— Extrait du texte —
Christophe Hanna-Sociographies par Nathalie Quintane

Les Parutions

18 oct.
2025

Christophe Hanna-Sociographies par Nathalie Quintane

Christophe Hanna-Sociographies

 

  Je reviens sur la performance d’Esther Ferrer le 4 octobre au CIPM : elle consiste à tirer au sort, dans une corbeille, l’une après l’autre, des questions assez typiques de ce qu’on lui demande habituellement ou simplement des questions qu’elle se pose, elle, sur la vie, l’art, le féminisme, la situation politique, etc. Dès qu’elle nous a lu la question, elle se lance à fond dans une réponse semi-improvisée, coupée net au bout d’une minute (et donc souvent en plein milieu d’une phrase) par Michaël Battala, le directeur du Centre International de Poésie Marseille, qui a mis en ligne un chronomètre sur son téléphone : STOP ! énonce-t-il bien fermement, suivant à la lettre le protocole indiqué par Ferrer avant de commencer. Oooooh ! entend-on parfois dans le public (car nous aurions bien aimé connaître la fin de la phrase). À la question : que pensez-vous de l’enregistrement de vos performances ? Esther Ferrer répond qu’elle préfère les photos, même si elle n’a jamais interdit d’être filmée : la vidéo, dit-elle, fait croire à celui ou celle qui la regarde qu’iel assiste à la performance ; elle invisibilise le fait que le public de la performance fait partie de la performance, étant constitué par elle.

— Entrées —
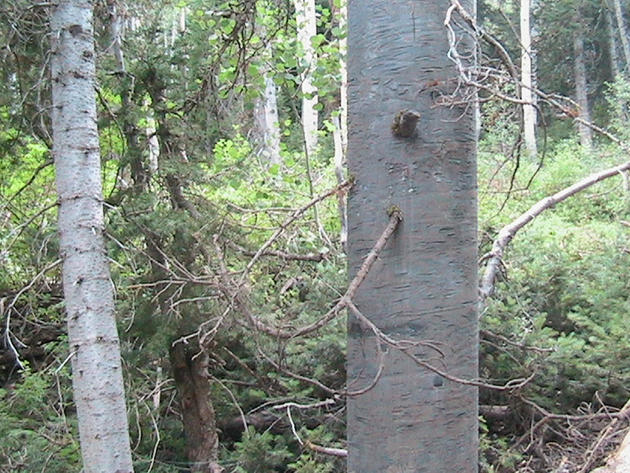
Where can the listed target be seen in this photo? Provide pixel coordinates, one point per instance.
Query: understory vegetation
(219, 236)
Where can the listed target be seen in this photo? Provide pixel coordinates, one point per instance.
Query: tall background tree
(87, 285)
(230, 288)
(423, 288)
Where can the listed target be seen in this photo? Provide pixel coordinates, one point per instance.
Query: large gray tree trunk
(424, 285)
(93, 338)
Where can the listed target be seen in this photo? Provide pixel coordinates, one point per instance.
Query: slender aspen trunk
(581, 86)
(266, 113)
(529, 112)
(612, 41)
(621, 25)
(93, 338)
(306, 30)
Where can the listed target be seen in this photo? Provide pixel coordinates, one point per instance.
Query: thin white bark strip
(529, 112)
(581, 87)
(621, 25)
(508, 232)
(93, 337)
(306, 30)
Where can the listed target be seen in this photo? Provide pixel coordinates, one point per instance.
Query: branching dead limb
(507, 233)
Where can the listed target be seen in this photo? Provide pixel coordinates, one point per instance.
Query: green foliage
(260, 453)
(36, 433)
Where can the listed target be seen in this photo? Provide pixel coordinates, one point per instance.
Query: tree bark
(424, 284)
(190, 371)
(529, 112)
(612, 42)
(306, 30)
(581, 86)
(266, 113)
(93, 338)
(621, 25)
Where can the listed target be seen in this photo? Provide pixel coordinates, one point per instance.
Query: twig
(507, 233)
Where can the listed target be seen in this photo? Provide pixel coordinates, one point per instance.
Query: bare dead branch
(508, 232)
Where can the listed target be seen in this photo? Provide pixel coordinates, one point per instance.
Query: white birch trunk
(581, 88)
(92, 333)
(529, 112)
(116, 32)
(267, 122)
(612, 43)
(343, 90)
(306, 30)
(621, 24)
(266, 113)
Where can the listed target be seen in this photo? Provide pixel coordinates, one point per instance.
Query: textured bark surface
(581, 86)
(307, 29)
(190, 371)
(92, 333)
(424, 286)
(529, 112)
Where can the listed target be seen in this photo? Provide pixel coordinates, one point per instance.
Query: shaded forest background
...
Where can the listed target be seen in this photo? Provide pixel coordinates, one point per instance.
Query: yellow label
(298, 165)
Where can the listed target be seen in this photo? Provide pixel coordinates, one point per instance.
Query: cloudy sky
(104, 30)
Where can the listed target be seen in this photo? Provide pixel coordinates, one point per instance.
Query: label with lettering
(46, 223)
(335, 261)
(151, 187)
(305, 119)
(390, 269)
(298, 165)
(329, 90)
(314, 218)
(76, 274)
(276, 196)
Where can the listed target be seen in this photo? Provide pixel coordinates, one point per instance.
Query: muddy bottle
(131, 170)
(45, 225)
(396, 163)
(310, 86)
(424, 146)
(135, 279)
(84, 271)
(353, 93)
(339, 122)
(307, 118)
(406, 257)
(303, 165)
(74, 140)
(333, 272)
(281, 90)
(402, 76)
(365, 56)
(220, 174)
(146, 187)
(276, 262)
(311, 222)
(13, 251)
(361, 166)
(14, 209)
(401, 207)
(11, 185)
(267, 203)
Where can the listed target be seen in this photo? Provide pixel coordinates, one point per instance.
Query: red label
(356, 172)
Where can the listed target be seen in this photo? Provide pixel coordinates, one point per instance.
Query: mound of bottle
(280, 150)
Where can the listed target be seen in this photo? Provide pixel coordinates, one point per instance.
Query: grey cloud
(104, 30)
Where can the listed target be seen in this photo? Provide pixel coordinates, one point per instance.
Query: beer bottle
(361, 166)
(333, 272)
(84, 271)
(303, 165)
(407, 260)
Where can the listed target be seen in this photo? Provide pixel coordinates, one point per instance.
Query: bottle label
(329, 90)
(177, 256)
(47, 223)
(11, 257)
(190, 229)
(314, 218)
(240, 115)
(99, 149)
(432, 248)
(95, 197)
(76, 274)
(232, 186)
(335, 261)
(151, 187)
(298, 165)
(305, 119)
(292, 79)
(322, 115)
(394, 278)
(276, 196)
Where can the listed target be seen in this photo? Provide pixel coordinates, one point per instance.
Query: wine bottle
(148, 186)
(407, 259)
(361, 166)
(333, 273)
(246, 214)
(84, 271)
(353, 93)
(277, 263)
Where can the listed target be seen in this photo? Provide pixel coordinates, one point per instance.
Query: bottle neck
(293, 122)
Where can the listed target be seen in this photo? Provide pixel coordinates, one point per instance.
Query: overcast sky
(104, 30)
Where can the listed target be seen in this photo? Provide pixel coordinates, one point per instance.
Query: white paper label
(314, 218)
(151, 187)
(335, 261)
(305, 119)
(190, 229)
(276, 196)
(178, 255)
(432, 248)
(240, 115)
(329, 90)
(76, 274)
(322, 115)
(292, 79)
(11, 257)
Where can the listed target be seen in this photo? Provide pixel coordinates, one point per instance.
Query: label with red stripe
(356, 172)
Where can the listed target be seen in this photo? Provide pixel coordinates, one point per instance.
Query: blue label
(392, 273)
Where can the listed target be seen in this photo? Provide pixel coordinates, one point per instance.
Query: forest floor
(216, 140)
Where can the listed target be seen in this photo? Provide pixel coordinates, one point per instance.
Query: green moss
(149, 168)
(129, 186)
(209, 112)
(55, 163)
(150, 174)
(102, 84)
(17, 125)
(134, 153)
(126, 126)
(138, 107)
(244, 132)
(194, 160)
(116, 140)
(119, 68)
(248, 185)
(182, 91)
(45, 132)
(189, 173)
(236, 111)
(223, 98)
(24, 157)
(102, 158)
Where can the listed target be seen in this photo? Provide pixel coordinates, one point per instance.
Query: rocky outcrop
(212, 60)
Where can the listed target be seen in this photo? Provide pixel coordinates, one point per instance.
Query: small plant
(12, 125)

— Consignes —
a - D'après le texte sur la performance d'Esther Ferrer, pourquoi l'artiste préfère-t-elle les photos à la vidéo pour garder trace de ses performances ? Répondez en une à trois phrases.
b - Reprenez le texte sur la performance d'Esther Ferrer et prolongez-le après sa dernière phrase.

— Corrigé —
a - La vidéo fait croire à celui ou celle qui la regarde qu'iel assiste à la performance. Elle rend ainsi invisible le fait que le public fait partie de la performance, puisqu'il est constitué par elle.

b -
 

  Je pense que c’est à peu près ce qu’entend Christophe Hanna par « sociographie », et celle-ci était particulièrement réussie :

— elle constitue un public ad hoc, un public qui devient, le temps de l’action, «  un paramètre poétique » à l’égal des autres paramètres en jeu. 

— elle contraint l’institution (ici représentée par son directeur) à révéler, ou du moins à rappeler, son existence et ses modalités de fonctionnement (tu ne peux pas faire, dans ce cadre, une performance qui durerait la journée, par exemple ; c’est moi qui décide d’un certain nombre de choses ; je limite, voire j’interdis). 

— elle nous sort d’une certaine routine (l’écoute respectueuse d’une lecture de poésie)

— elle nous révèle nos attentes, nos réactions ordinaires (nous supportons mal la frustration ; pour nous, et même si nous sommes a priori un public qui lit de la poésie, familier des « coupes », une phrase a un début, un milieu et une fin et elle ne doit pas s’arrêter arbitrairement n’importe où)

— ainsi elle nous teste, d’une certaine manière, en pratiquant ce « 

jeu social perturbateur et désaliénant »

— car l’essentiel est bien la visée émancipatrice et critique de cette performance, et Ferrer y insiste à plusieurs reprises : oui, nous sommes dans un moment fasciste et la seule chose que nous ayons à faire, c’est de résister ; oui, le féminisme est forcément un anarchisme, puisqu’il consiste à se battre contre le patriarcat, qui est une domination, etc.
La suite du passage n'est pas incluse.